> **Written instruction 1**
In the sermon below, what does the bulleted list under "Young Women" say young women are to do? List every item.

> **Text block**
■ ■ ■ ■

Let me say this to older people: It is not too late to be what God has called you to be. It is not too late to make a difference. It is not too late to do some great thing for God.
Paul R. Dekar writes:
I concluded by citing a story of a famous French military figure, Louis Hubert Lyautey (1854-1934). Having retired to a farm, he was into his eighties when he approached his gardener about planting an orchard. “But,” protested the gardener, “the trees will not bear fruit for twenty years.” Lyautey responded, “Then we must begin planting at once.”[3]
And there you have it. Your life, when fully given to Jesus, will produce effects that will long outlive you. Do not waste your days worrying about the end. Spend them now doing some great thing for Jesus. Like Lyautey, “begin planting at once.”
Young Women
One of the “good” things that older women are to teach is the way for younger women to love their families.
4 and so train the young women to love their husbands and children, 5 to be self-controlled, pure, working at home, kind, and submissive to their own husbands, that the word of God may not be reviled.
This is interesting. We might thing that loving one’s spouse and children is something that people just naturally know how to do. But let us remember that the church and the Christian home is anything but “natural.” Our nature is fallen. The “natural” thing is the sinful thing. No, we are to learn and grow into our redeemed nature through Christ.
Young women are to:
- love their husbands
- love their children
- be self-controlled
- be pure
- work at home
- be kind
- be submissive to their own husbands
Concerning “working at home,” this needs to be understood contextually. Paul is not saying it is a sin for a woman to have a job. In the first century, young women and wives and mothers would have been at home. Paul is telling them to conduct themselves rightly there. They are to work well in their homes. Paul is not condemning work outside the home, though we can certainly say that the New Testament would call upon parents of any age not to neglect their children in the years of their rearing. So long as children are not being neglected and are being raised well, the question of work outside the home should be one of Christian freedom.
Here, too, as with the other categories, young women behaving well will result in the word of God not being “reviled.”
Young Men
The list for young men is much shorter.
6 Likewise, urge the younger men to be self-controlled.
Just one bullet-point on this one!
- self-controlled
Young men are often full of passion, impulse, intense feeling, intense desires, aggression, testosterone, and the like.
Do you remember, in John 8, when the Pharisees and teachers brought to Jesus a woman caught in adultery. They wanted to stone her. They questioned Jesus about it. Jesus stoops and writes something in the dirt. He then says, “Let him who is without sin cast the first stone.” Then, John writes:
9 But when they heard it, they went away one by one, beginning with the older ones, and Jesus was left alone with the woman standing before him.
If the older men left first, that means the young men left last. It was harder for the younger men to drop their stones in the dirt. They wanted to do something! They wanted to act! They wanted action! It can be hard for young men to reign this in.

■ ■ ■ ■

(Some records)

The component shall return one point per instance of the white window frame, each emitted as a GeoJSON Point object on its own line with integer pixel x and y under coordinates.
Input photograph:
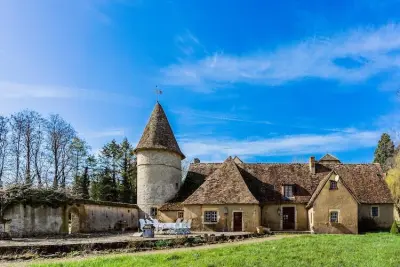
{"type": "Point", "coordinates": [330, 183]}
{"type": "Point", "coordinates": [153, 211]}
{"type": "Point", "coordinates": [378, 211]}
{"type": "Point", "coordinates": [338, 216]}
{"type": "Point", "coordinates": [177, 214]}
{"type": "Point", "coordinates": [292, 191]}
{"type": "Point", "coordinates": [210, 222]}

■ ■ ■ ■

> **Written instruction 2**
Write out every line of the listing above as a numbered list, leaving out blank lines and the picture.

> **Response 1**
- love their husbands
- love their children
- be self-controlled
- be pure
- work at home
- be kind
- be submissive to their own husbands

> **Response 2**
1. The component shall return one point per instance of the white window frame, each emitted as a GeoJSON Point object on its own line with integer pixel x and y under coordinates.
2. Input photograph:
3. {"type": "Point", "coordinates": [330, 183]}
4. {"type": "Point", "coordinates": [153, 211]}
5. {"type": "Point", "coordinates": [378, 211]}
6. {"type": "Point", "coordinates": [338, 216]}
7. {"type": "Point", "coordinates": [177, 214]}
8. {"type": "Point", "coordinates": [292, 191]}
9. {"type": "Point", "coordinates": [210, 222]}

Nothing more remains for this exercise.